• _TASK TO COMPLETE_: Copy the listing below line for line without any changes, leaving the pictures out of your copy.

[START SOURCE DATA]

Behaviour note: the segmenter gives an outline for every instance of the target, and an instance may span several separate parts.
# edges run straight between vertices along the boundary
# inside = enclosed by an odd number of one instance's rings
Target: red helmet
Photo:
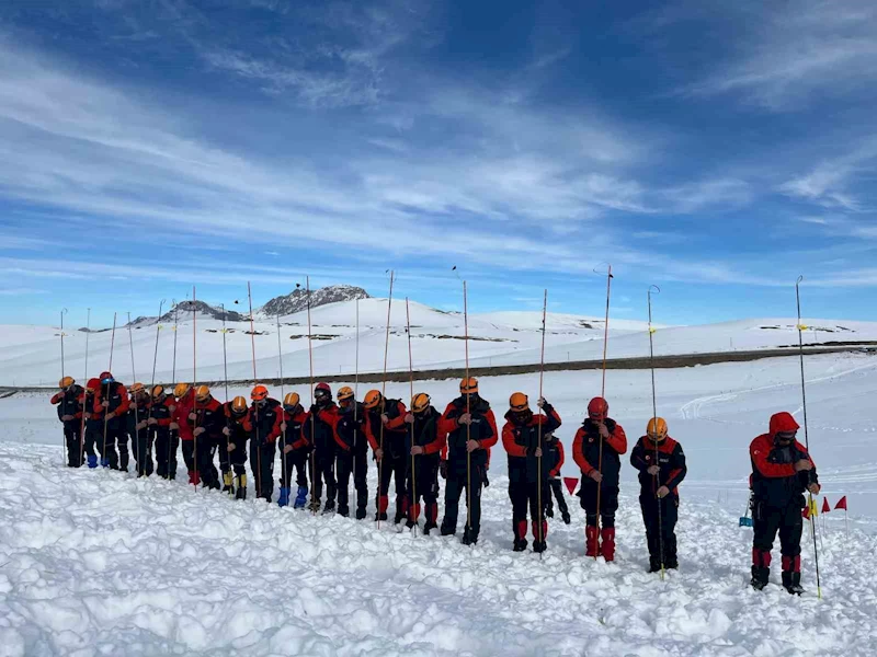
[[[588,416],[592,419],[606,419],[610,413],[610,404],[603,397],[594,397],[588,404]]]

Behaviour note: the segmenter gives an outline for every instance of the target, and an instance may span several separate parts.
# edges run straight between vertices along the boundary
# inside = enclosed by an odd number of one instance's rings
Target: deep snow
[[[800,418],[795,358],[656,372],[659,414],[690,466],[681,487],[682,569],[663,583],[645,573],[635,472],[626,460],[617,562],[583,556],[576,504],[570,527],[551,521],[549,551],[539,560],[511,552],[500,447],[481,540],[467,549],[397,534],[388,523],[378,531],[373,522],[236,503],[194,491],[183,477],[71,471],[61,468],[59,425],[46,395],[0,400],[0,609],[8,610],[0,614],[0,655],[877,654],[877,595],[869,586],[877,357],[815,356],[806,367],[823,493],[832,505],[848,495],[851,508],[848,539],[840,511],[821,532],[822,601],[807,534],[808,593],[796,599],[781,589],[778,573],[770,590],[748,588],[751,530],[738,527],[750,440],[776,411]],[[457,382],[415,385],[442,408]],[[535,397],[537,385],[535,374],[481,380],[498,416],[512,391]],[[572,434],[599,389],[599,372],[546,374],[545,394],[566,423],[558,435],[567,475],[577,474]],[[297,390],[307,401],[306,388]],[[230,394],[239,392],[246,391]],[[387,392],[407,397],[408,385],[389,384]],[[611,370],[607,396],[633,445],[651,415],[648,372]],[[372,493],[375,479],[373,469]]]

[END SOURCE DATA]

• _SOLUTION_:
Behaviour note: the segmenter gives an outline for every instance of the target, and an instance may span several separate parts.
# edges run straight between vertices along the boundary
# inside = enclosed by an odd number of one instance's rings
Target: red helmet
Photo:
[[[588,416],[592,419],[606,419],[610,413],[610,404],[603,397],[594,397],[588,404]]]

Behaviour note: the segmenter gives an outline for every instance of the target, and an instance may span several separate parts.
# edges run straight between vertices along the boundary
# inside = enclosed by an odd number of one instance's rings
Target: deep snow
[[[800,418],[795,358],[656,372],[659,414],[690,466],[681,487],[682,569],[663,583],[645,573],[635,472],[626,460],[617,562],[583,556],[576,504],[570,527],[551,521],[549,551],[539,560],[511,552],[500,447],[481,540],[467,549],[397,534],[388,523],[378,531],[373,522],[236,503],[194,491],[183,477],[71,471],[61,468],[59,425],[46,395],[0,400],[0,609],[8,610],[0,614],[0,655],[877,654],[877,595],[869,586],[877,357],[815,356],[806,367],[823,493],[832,505],[848,495],[851,508],[848,539],[840,511],[821,532],[822,601],[807,534],[808,593],[796,599],[781,589],[778,573],[770,590],[748,588],[751,530],[738,527],[750,440],[776,411]],[[457,382],[415,385],[442,408]],[[535,397],[537,385],[535,374],[481,380],[498,416],[512,391]],[[572,434],[599,389],[599,372],[546,374],[545,394],[566,423],[558,435],[567,475],[577,474]],[[297,390],[307,401],[306,388]],[[230,394],[239,392],[246,391]],[[387,392],[407,397],[408,385],[389,384]],[[611,370],[607,396],[633,445],[651,415],[648,372]],[[372,493],[375,479],[373,469]]]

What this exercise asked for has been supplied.